# What you will do:
1 - Restate word for word the part of the excerpt on the collegium recommendation starting with "Nevertheless the government" and going on through "arguments are fallacious.".
2 - Quote exactly the lines of the records starting with the line with "the bridge pylon" and going on through the line with "x=132, y=65".

Nevertheless the government of the day has now asked for a reconsideration of the recommendation made in this case by the collegium. The government says, “At this stage, elevation of one more judge from Kerala High Court as a Judge of the Supreme Court of India does not appear to be justified as it does not address the legitimate claims of the Chief Justices and Puisne Judges of many other High Courts.” Shorn of legalese, the letter primarily makes two points. It says that Justice Joseph is not the senior-most judge in the all-India seniority list. Second, it says that the Kerala High Court already has one Supreme Court Judge and three Chief Justices of High Courts representing it. Both arguments are fallacious.

Countrywide seniority is taken into account but is not the sole determinative factor. Second, Kerala might currently have four senior judges at an all-India level, but will soon be down to two, with two retirements scheduled this year.

# Dataset extract:

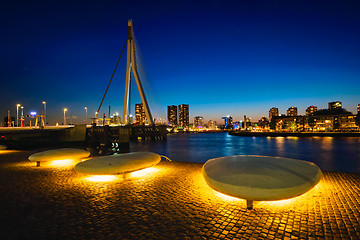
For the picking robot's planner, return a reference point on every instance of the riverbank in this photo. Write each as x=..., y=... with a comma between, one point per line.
x=294, y=134
x=169, y=201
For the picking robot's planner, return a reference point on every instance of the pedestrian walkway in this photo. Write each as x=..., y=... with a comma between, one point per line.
x=168, y=201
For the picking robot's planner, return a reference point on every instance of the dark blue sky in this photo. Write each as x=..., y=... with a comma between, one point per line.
x=220, y=57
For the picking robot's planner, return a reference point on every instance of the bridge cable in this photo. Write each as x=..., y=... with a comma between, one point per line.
x=111, y=79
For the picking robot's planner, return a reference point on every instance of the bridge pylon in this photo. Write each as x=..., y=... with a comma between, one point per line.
x=132, y=65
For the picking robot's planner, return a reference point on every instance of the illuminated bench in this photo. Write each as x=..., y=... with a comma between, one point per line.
x=260, y=178
x=59, y=154
x=118, y=164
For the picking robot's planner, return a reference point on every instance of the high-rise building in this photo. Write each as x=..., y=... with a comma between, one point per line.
x=310, y=110
x=184, y=115
x=212, y=125
x=292, y=111
x=140, y=116
x=172, y=115
x=274, y=112
x=198, y=122
x=228, y=121
x=334, y=105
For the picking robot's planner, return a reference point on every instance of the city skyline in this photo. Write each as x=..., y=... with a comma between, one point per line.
x=221, y=58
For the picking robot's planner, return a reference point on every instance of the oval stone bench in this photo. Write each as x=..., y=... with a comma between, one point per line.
x=118, y=164
x=59, y=154
x=260, y=178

# The answers:
1 -
Nevertheless the government of the day has now asked for a reconsideration of the recommendation made in this case by the collegium. The government says, “At this stage, elevation of one more judge from Kerala High Court as a Judge of the Supreme Court of India does not appear to be justified as it does not address the legitimate claims of the Chief Justices and Puisne Judges of many other High Courts.” Shorn of legalese, the letter primarily makes two points. It says that Justice Joseph is not the senior-most judge in the all-India seniority list. Second, it says that the Kerala High Court already has one Supreme Court Judge and three Chief Justices of High Courts representing it. Both arguments are fallacious.

2 -
For the picking robot's planner, return a reference point on every instance of the bridge pylon in this photo. Write each as x=..., y=... with a comma between, one point per line.
x=132, y=65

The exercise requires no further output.